Provided text =
You can install a signal handler by calling the signal function and providing the signal number and a pointer to a function that returns void and take an integer argument. When a process catches a signal of type k, the handler installed for signal k is invoked with a single integer argument set to k. This argument allows the same handler function to catch different types of signals.
Using kill#
Processes send signals to other processes (including themselves) by calling the
kill function. kill is also available as a shell command.
#include <sys/types.h>
#include <signal.h>
int kill(pid_t pid, int sig);
If pid is greater than zero, then the kill function sends the signal number
sig to process pid.
Printing from Signal Handlers#
It is unsafe to call printf, sprintf, malloc, and many other system-level
functions inside a signal handler. In technical terms this is because these
functions are not reentrant. A reentrant function is one that is able to be
interrupted during its execution and safely re-called before the previous
invocation completes its execution. This typically means reentrant functions
make use of local variables only. Non-reentrant functions maintain state across
function calls (e.g., by declaring variables with the static storage duration).
Exercise 1: Understanding fork()#
The file forks.c contains various functions that make use of fork(), wait()
and waitpid() in different ways. You can run the program by providing a number
as an input argument. To run the first function called fork1(), run ./forks 1.

Recorded data =
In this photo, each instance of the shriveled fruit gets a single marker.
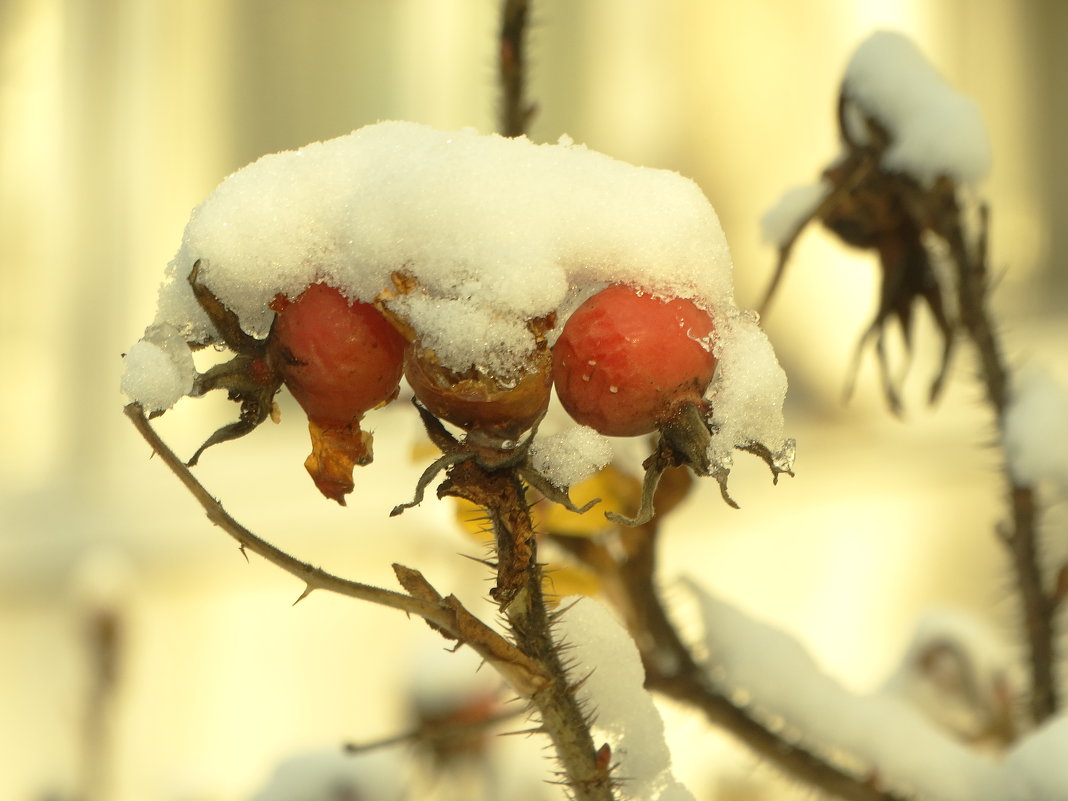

Set of tasks =
A. Restate word for word the part of the signals text starting with "Printing from Signal" and going on through "of fork(), wait()".
B. In the signals text, what does the kill function do when pid is greater than zero?

Responses =
A.
Printing from Signal Handlers#
It is unsafe to call printf, sprintf, malloc, and many other system-level
functions inside a signal handler. In technical terms this is because these
functions are not reentrant. A reentrant function is one that is able to be
interrupted during its execution and safely re-called before the previous
invocation completes its execution. This typically means reentrant functions
make use of local variables only. Non-reentrant functions maintain state across
function calls (e.g., by declaring variables with the static storage duration).
Exercise 1: Understanding fork()#
The file forks.c contains various functions that make use of fork(), wait()

B. It sends the signal number sig to process pid.